- Task directions
Continue the biography of Phoebe Myers from the point where it stops.

BEGIN Selected passage

- Born: 13 June 1866 Nelson, New Zealand
- Died: 2 June 1947 (aged 80) Wellington, New Zealand
- Occupation: Teacher
- Known for: Education reformer
- Relatives: Michael Myers (brother)

= Phoebe Myers =

Teacher, educational reformer (1866–1947)

Phoebe Myers (13 June 1866 - 2 June 1947) was a New Zealand teacher and educational reformer. She was one of the first women to teach science at college level in New Zealand, and the first woman to represent her country at the League of Nations.

== Early life and education ==
Myers was born in Nelson, New Zealand on 13 June 1866 to Jewish parents Eve Solomon and Judah Myers, a merchant. She was educated at Motueka and then Thorndon Schools, after the family moved to Wellington in 1879, and then Wellington Girls' College. She enrolled at Canterbury College in 1885, and graduated in 1890 with a Bachelor of Arts.

== Career ==

Myers taught in schools around Wellington, New Zealand, for the next forty years. She enrolled at Victoria College in 1899, where she also taught as a biology demonstrator (1906–1912). She was one of the first women to teach college level science in New Zealand.

Myers never married, and was committed to furthering women's interests and education. She was part of a group of women who in 1901 formed the Wellington Women Teachers' Association, in response to growing concerns among women teachers that they had no representation on decision-making bodies. In 1914 the federated New Zealand Women Teachers' Association was formed, and Myers played a leading role, as president from 1914 to 1916 and Vice-president 1916–1919.

END Selected passage
BEGIN Data section

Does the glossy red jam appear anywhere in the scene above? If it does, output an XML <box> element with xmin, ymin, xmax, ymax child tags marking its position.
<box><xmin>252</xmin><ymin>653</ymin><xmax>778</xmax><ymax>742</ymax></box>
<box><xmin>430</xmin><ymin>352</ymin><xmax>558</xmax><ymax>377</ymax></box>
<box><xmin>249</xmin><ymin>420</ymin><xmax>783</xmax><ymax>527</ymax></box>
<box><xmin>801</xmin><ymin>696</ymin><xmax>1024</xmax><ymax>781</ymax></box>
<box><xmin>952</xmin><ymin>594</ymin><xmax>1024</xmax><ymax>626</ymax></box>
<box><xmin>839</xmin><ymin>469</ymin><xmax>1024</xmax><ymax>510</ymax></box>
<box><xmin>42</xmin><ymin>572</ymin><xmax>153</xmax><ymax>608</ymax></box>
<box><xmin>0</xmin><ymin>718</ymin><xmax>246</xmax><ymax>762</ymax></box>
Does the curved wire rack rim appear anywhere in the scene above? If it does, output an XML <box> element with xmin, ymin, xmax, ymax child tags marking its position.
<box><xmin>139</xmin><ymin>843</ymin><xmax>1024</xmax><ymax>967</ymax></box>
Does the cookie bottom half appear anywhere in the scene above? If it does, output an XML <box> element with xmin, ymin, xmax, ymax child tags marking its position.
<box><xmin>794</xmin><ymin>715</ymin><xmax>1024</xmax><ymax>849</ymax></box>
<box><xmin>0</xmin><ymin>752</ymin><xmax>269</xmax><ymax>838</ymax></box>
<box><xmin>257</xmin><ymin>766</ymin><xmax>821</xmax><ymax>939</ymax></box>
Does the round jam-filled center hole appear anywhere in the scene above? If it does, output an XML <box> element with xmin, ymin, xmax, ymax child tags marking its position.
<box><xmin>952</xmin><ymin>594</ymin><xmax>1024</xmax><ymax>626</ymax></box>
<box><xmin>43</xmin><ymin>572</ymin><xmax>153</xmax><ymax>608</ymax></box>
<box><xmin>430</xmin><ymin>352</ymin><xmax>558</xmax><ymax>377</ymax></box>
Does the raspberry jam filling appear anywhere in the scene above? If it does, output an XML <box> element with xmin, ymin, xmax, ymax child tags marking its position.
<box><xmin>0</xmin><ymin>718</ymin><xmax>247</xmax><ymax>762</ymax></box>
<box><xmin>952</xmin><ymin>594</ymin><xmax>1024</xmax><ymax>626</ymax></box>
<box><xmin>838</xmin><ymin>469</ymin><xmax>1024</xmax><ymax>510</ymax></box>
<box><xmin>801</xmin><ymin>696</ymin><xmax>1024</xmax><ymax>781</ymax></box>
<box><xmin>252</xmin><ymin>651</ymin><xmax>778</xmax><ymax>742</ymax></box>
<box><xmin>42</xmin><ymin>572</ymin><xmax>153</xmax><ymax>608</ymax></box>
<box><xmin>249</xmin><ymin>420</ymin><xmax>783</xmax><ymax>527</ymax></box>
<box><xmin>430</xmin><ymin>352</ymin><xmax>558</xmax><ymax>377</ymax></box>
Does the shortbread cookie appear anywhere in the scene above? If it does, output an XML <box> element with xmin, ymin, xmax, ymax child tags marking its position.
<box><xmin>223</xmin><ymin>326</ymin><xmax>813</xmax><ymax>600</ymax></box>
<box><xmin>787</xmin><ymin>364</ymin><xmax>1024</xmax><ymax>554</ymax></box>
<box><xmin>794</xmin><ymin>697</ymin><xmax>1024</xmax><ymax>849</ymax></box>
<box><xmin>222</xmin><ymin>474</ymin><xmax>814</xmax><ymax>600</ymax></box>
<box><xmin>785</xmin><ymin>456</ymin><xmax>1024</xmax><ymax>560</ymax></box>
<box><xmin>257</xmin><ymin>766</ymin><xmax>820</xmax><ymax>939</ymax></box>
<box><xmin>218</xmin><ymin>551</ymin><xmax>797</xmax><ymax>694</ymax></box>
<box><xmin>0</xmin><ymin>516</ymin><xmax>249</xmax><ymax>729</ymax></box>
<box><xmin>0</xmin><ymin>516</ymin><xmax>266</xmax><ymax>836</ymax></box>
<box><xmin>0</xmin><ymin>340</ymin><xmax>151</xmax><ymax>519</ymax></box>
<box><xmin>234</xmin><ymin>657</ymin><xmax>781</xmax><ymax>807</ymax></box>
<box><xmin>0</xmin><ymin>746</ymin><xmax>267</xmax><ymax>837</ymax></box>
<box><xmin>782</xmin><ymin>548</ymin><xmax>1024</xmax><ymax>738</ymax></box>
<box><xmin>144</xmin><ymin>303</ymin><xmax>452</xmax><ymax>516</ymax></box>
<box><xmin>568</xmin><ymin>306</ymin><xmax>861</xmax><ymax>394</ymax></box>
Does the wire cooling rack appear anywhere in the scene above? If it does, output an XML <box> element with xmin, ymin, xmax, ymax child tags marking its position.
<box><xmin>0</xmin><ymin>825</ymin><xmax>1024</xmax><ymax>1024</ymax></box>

END Data section

- Answer below
Myers served on the General Council of Education from 1915 to 1920. She was a member of the Wellington Philosophical Society and the Wellington Free Kindergarten Association (1916–1921). Myers also had articles about education published in the New Zealand newspapers.

Myers retired from teaching in 1921.

== International activities ==
In the 1920s Myers was in England, where she gave lectures to Women's Institutes about life for women in New Zealand. She worked for the Victoria League, whose remit was to increase understanding and cooperation with the countries of the then British Empire. Myers was the first woman to represent her country at the League of Nations in Geneva, where she discussed women's and children's welfare in 1929.

Myers' brother Sir Michael Myers was Chief Justice of New Zealand.

== Legacy ==
Myers died in Wellington on 2 June 1947. In 2017, Myers was selected as one of the Royal Society Te Aparangi's 150 women in 150 words.